> What is being asked:
All that is needed is the line containing "point per instance: door hinge" together with each line after it, transcribed exactly to the end of the records.

--- Given information ---

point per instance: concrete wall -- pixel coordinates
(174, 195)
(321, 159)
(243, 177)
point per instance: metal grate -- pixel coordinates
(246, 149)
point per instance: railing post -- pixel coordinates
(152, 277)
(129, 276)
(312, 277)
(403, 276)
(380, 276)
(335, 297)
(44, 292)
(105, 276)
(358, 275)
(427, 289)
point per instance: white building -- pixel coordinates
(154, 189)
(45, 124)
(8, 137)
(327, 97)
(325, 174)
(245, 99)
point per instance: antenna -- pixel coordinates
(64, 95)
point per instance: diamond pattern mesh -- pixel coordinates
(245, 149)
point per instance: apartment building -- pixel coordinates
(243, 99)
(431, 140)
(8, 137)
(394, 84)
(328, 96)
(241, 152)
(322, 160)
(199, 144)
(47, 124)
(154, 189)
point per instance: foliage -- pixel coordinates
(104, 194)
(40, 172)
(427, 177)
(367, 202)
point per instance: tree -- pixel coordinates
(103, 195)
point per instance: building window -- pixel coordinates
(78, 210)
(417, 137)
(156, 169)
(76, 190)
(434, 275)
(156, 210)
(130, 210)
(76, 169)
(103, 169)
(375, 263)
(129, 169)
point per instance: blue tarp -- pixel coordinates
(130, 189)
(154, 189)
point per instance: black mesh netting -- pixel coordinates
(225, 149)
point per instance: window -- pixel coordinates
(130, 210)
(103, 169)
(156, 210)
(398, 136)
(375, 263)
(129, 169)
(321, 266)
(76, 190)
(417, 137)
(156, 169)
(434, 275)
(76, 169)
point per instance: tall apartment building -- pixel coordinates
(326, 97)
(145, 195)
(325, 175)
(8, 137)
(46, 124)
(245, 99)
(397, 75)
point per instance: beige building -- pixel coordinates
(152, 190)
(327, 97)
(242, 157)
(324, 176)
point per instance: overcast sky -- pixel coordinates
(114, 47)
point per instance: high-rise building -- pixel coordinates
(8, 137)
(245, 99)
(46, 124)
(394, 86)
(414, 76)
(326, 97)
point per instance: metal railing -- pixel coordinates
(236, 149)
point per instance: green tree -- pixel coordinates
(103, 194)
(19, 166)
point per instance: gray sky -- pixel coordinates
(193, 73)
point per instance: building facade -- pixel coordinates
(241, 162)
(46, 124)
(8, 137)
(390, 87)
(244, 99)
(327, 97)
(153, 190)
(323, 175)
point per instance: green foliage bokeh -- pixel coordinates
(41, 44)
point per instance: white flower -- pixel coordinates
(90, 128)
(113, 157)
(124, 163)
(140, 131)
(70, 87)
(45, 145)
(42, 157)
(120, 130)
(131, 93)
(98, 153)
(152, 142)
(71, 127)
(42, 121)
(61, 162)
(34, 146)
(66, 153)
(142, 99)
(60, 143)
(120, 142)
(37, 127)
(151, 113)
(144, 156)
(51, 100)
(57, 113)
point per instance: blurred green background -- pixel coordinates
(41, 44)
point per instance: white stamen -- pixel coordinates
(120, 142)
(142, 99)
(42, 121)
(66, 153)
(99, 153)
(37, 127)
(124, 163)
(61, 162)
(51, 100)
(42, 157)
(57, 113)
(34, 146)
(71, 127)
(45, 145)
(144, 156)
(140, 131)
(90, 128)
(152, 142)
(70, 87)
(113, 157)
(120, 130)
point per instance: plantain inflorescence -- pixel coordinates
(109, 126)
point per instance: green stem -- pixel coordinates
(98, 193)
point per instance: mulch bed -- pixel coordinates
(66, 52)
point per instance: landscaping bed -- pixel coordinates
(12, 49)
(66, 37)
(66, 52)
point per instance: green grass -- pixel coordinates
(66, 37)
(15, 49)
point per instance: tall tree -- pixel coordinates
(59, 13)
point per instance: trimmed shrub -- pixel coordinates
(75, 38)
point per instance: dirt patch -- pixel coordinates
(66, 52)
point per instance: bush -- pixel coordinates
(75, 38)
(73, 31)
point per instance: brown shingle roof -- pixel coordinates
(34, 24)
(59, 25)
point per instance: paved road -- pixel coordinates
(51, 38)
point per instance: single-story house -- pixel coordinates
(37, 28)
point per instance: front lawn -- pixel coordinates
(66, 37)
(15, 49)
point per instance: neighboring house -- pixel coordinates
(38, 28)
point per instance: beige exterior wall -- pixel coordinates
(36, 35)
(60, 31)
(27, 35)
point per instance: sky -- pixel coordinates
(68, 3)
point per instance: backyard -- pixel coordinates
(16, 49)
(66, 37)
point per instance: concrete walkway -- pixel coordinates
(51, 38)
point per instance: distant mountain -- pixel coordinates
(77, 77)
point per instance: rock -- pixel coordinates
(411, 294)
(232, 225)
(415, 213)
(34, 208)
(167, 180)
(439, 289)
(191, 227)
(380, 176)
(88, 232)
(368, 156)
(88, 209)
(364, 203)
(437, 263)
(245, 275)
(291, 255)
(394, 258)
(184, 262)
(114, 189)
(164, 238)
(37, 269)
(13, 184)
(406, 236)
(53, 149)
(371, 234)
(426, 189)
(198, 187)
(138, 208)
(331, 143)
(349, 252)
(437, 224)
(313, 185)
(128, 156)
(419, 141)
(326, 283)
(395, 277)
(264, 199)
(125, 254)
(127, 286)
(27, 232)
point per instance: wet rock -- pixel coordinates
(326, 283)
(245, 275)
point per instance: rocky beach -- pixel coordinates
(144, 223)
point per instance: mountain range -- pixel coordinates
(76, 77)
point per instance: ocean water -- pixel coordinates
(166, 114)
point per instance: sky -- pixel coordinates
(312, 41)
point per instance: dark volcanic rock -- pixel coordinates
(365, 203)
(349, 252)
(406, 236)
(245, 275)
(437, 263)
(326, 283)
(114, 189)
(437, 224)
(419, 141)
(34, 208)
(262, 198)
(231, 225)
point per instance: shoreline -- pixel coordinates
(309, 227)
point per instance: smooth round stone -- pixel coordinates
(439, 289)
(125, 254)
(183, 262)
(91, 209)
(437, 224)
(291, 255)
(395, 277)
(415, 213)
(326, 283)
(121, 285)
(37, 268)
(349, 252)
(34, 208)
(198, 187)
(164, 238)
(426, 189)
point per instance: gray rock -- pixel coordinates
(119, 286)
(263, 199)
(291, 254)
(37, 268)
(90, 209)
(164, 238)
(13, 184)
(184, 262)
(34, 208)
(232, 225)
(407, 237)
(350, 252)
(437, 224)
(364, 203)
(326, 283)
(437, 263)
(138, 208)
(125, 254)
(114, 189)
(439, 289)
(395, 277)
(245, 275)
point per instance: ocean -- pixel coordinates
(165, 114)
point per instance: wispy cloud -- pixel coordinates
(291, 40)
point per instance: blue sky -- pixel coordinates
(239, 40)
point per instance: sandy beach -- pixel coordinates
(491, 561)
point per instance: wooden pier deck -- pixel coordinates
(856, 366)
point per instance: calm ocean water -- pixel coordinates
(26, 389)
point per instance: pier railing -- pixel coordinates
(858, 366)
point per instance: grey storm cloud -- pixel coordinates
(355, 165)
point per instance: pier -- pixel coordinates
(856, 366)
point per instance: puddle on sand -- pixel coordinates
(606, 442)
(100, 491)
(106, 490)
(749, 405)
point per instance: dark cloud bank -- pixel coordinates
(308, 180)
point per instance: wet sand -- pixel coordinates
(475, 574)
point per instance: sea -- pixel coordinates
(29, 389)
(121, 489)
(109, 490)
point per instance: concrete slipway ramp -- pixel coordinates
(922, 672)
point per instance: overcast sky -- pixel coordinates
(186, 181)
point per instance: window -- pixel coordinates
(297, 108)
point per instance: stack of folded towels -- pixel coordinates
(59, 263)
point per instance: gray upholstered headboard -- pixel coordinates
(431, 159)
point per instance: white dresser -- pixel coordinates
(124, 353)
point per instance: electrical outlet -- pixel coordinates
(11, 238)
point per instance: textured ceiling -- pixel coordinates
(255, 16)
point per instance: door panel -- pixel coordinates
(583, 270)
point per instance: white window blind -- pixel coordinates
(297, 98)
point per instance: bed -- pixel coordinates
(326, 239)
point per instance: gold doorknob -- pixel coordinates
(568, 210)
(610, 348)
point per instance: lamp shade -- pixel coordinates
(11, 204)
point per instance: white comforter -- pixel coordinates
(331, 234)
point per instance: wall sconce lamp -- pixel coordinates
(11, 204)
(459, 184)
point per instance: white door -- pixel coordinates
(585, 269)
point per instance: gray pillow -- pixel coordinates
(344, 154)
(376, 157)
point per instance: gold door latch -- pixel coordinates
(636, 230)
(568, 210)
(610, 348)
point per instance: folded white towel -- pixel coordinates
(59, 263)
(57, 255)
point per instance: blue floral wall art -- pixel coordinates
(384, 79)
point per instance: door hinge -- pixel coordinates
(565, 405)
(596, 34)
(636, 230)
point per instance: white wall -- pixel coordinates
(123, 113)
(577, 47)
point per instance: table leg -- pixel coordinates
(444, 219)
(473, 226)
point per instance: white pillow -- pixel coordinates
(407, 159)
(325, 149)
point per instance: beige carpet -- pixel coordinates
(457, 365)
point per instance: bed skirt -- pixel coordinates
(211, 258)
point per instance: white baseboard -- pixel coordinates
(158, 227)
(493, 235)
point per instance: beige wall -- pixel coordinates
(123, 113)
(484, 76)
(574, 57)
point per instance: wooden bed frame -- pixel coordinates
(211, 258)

---

> Result of the exercise:
point per instance: door hinge -- pixel coordinates
(565, 405)
(596, 34)
(636, 230)
point per instance: white wall -- pixel coordinates
(123, 113)
(577, 47)
point per instance: table leg -- pixel coordinates
(444, 219)
(473, 226)
point per instance: white pillow -- pixel coordinates
(407, 159)
(325, 149)
point per instance: beige carpet -- pixel coordinates
(457, 365)
point per instance: bed skirt -- pixel coordinates
(211, 258)
point per instance: white baseboard -- pixel coordinates
(158, 227)
(493, 235)
point per instance: beige wall -- pixel coordinates
(123, 113)
(484, 76)
(574, 57)
point per instance: wooden bed frame -- pixel coordinates
(211, 258)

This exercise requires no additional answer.